Text provided →
---

Madrid – Spain + Italy ≈ Rome

Embedding of PowerShell scripts

Since training a good embedding requires a significant amount of data, we used a large and diverse corpus of 386K distinct unlabeled PowerShell scripts. The Word2vec algorithm, which is typically used with human languages, provides similarly meaningful results when applied to PowerShell language. To accomplish this, we split the PowerShell scripts into tokens, which then allowed us to use the Word2vec algorithm to assign a vectorial representation to each token .

Figure 1 shows a 2-dimensional visualization of the vector representations of 5,000 randomly selected tokens, with some tokens of interest highlighted. Note how semantically similar tokens are placed near each other. For example, the vectors representing -eq, -ne and -gt, which in PowerShell are aliases for “equal”, “not-equal” and “greater-than”, respectively, are clustered together. Similarly, the vectors representing the allSigned, remoteSigned, bypass, and unrestricted tokens, all of which are valid values for the execution policy setting in PowerShell, are clustered together.

Figure 1. 2D visualization of 5,000 tokens using Word2vec

Examining the vector representations of the tokens, we found a few additional interesting relationships.

Token similarity: Using the Word2vec representation of tokens, we can identify commands in PowerShell that have an alias. In many cases, the token closest to a given command is its alias. For example, the representations of the token Invoke-Expression and its alias IEX are closest to each other. Two additional examples of this phenomenon are the Invoke-WebRequest and its alias IWR, and the Get-ChildItem command and its alias GCI.

We also measured distances within sets of several tokens. Consider, for example, the four tokens $i, $j, $k and $true (see the right side of Figure 2). The first three are usually used to represent a numeric variable and the last naturally represents a Boolean constant. As expected, the $true token mismatched the others – it was the farthest (using the Euclidean distance) from the center of mass of the group.

More specific to the semantics of PowerShell in cybersecurity, we checked the representations of the tokens: bypass, normal, minimized, maximized, and hidden (see the left side of Figure 2). While the first token is a legal value for the ExecutionPolicy flag in PowerShell, the rest are legal values for the WindowStyle flag. As expected, the vector representation of bypass was the farthest from the center of mass of the vectors representing all other four tokens.

---

Goal of the exercise → Please give the alias whose vector sits closest to Invoke-Expression, according to the text on PowerShell embeddings.

Rows from an object pointing dataset:
---

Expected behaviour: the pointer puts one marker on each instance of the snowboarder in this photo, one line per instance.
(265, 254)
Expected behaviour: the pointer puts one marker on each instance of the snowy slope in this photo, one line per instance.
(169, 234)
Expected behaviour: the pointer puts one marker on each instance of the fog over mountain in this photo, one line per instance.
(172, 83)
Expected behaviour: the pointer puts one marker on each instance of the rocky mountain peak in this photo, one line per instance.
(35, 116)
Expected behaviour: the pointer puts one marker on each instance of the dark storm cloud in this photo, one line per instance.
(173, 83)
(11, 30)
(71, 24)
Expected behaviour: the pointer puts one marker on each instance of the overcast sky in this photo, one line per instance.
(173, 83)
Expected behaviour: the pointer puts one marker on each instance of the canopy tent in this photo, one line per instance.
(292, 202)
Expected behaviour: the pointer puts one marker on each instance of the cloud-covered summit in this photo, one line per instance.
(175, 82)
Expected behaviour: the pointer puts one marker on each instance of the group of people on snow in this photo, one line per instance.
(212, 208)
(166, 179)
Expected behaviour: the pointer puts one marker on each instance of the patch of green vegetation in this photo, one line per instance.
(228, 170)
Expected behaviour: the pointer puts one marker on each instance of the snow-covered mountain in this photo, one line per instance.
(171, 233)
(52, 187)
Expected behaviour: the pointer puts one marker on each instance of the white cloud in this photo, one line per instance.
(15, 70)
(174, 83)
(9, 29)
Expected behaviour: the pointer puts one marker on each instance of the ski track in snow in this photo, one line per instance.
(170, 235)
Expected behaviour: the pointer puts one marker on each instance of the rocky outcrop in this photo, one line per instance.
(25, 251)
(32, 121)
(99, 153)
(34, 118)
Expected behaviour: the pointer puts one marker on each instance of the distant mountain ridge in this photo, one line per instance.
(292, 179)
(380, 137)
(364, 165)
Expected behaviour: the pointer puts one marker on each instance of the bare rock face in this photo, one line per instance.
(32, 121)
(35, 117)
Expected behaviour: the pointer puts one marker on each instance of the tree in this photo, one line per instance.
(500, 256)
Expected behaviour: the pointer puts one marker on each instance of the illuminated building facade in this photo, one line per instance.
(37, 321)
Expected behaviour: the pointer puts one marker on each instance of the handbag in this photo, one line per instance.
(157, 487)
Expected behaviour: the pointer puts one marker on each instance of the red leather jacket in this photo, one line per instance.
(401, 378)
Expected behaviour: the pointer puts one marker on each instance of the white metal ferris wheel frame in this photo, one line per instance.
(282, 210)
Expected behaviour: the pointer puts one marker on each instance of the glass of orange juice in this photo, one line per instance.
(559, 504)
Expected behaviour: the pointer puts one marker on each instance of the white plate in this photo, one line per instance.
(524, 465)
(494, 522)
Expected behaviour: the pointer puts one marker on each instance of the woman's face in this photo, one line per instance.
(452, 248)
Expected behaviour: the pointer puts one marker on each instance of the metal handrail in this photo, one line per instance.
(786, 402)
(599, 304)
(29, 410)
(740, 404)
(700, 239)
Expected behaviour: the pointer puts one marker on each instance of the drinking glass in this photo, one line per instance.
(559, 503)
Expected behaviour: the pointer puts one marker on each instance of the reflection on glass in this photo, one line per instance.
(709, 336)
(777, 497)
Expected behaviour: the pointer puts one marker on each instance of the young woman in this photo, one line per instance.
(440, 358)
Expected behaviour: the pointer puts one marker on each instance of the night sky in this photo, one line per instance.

---

Response to the exercise → IEX